### Direction
In the data below, reproduce everything from the line containing "Running a dermatology lesion detector. Mark the person" down to the line containing "[700,390,723,447]", substituting "brow" for "eyebrow" and leaving all else unchanged.

— Start of The input —

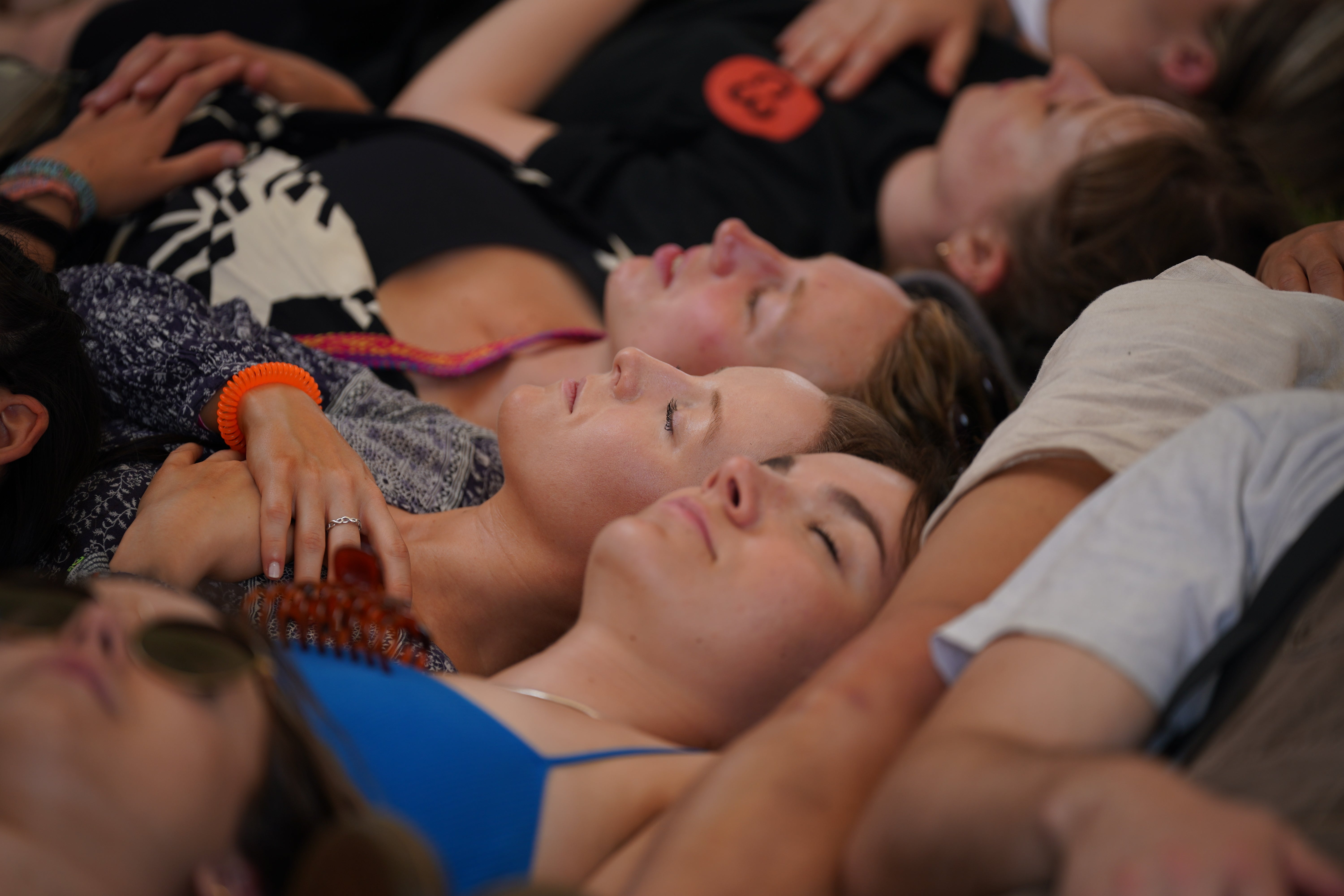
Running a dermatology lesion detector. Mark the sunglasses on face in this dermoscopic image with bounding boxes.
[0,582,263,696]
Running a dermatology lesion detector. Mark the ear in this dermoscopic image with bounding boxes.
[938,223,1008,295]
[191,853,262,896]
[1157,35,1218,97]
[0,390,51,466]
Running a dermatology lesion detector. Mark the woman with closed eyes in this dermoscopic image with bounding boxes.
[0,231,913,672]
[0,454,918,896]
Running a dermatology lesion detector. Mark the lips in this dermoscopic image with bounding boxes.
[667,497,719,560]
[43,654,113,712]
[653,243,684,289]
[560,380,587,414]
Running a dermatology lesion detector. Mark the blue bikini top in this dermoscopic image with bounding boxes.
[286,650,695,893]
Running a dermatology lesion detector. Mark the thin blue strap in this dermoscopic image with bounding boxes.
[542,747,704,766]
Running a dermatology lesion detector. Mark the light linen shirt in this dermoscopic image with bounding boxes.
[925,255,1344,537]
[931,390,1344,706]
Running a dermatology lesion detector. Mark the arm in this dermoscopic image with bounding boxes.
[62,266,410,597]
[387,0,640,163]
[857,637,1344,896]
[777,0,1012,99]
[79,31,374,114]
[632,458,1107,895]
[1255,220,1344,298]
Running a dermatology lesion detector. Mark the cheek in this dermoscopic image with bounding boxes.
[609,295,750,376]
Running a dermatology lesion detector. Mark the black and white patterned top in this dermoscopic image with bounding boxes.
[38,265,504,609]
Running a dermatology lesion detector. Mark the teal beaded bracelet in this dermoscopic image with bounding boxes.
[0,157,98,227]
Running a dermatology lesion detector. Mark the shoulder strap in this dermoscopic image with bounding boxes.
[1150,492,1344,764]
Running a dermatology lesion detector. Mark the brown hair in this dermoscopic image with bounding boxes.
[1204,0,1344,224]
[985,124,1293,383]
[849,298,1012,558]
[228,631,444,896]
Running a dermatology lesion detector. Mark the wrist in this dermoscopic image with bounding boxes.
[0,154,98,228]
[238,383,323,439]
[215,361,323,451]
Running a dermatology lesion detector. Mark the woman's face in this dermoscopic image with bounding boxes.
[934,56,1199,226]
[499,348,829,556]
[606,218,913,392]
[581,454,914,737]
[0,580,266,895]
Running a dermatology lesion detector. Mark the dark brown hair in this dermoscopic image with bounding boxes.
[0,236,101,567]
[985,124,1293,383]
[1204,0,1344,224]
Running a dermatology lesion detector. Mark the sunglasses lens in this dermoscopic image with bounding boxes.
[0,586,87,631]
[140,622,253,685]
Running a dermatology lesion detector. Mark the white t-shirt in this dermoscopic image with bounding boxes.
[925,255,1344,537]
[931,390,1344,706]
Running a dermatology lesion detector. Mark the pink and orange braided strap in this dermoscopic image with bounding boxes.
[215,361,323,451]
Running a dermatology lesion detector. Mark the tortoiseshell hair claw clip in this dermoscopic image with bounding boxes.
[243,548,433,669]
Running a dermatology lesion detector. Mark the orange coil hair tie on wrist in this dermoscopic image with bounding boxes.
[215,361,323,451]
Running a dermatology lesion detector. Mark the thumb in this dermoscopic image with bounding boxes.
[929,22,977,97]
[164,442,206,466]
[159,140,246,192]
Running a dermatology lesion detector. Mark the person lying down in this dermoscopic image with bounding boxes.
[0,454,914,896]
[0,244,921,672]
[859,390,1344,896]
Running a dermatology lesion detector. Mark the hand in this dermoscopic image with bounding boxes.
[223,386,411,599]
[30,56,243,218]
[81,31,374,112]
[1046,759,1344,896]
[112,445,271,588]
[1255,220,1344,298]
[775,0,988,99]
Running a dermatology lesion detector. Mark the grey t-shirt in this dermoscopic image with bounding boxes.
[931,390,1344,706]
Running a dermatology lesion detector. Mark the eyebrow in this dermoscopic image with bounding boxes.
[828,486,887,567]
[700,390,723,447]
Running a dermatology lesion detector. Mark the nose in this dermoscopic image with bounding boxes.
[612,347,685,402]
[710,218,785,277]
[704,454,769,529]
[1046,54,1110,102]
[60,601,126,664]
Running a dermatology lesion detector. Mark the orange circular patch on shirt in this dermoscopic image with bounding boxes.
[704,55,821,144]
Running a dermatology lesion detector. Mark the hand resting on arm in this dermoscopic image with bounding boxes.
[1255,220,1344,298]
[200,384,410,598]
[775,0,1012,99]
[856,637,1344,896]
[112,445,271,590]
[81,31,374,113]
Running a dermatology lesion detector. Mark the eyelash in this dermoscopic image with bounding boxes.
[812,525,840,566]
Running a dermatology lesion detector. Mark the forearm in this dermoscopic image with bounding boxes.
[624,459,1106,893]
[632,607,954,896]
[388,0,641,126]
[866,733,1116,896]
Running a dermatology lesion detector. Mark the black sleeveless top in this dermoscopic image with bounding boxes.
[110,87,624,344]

— End of The input —
— Start of The input —

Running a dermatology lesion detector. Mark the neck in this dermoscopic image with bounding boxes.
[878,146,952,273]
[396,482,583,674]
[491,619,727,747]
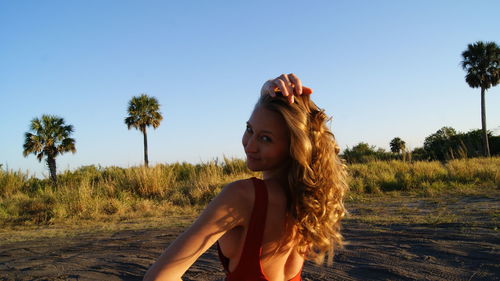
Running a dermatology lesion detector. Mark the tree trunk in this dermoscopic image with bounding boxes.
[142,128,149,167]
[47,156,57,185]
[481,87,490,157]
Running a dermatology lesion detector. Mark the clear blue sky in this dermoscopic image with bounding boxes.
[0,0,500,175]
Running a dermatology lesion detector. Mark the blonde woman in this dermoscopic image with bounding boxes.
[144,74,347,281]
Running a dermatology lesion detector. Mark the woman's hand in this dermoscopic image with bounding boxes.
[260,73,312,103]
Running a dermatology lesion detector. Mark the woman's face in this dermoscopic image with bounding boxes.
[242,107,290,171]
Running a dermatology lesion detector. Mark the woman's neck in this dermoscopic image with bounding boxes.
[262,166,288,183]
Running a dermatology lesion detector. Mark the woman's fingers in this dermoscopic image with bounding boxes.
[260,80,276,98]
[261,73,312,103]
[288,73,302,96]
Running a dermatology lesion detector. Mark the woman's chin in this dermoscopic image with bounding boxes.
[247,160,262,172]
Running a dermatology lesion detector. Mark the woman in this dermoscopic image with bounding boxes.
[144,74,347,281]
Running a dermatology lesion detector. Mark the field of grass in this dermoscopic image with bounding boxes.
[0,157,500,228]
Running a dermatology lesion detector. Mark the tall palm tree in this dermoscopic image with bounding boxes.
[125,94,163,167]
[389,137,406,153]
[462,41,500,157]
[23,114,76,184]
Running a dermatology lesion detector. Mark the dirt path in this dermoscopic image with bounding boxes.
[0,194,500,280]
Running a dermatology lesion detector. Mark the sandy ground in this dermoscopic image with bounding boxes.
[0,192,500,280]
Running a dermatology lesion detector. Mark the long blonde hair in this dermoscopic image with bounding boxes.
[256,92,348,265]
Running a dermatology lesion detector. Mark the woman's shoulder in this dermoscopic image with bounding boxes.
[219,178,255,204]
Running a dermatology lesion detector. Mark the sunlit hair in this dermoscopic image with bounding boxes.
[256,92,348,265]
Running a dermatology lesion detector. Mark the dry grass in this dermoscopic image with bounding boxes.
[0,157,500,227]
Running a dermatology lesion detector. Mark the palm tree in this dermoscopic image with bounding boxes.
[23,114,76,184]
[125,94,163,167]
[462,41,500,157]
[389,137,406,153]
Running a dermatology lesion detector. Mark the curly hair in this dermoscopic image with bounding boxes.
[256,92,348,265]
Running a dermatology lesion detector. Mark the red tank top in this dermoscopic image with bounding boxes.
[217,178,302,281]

— End of The input —

### Answer to this task
Running a dermatology lesion detector. Mark the person lying down in this dermoscopic image with bounding boxes.
[0,454,914,896]
[0,244,921,672]
[859,390,1344,896]
Running a dermatology lesion detector. Mark the hand in this dermoscopic image with bounding boxes.
[223,386,411,599]
[30,56,243,218]
[81,31,374,112]
[1046,759,1344,896]
[112,445,271,588]
[1255,220,1344,298]
[775,0,988,99]
Running a dermatology lesion detector. Mark the grey t-shirt in this dermoscopic image with bounding boxes.
[931,390,1344,706]
Running a dermatology lesion detector. Mark the brow in this dermoscopic image with bounding boxes.
[828,486,887,567]
[700,390,723,447]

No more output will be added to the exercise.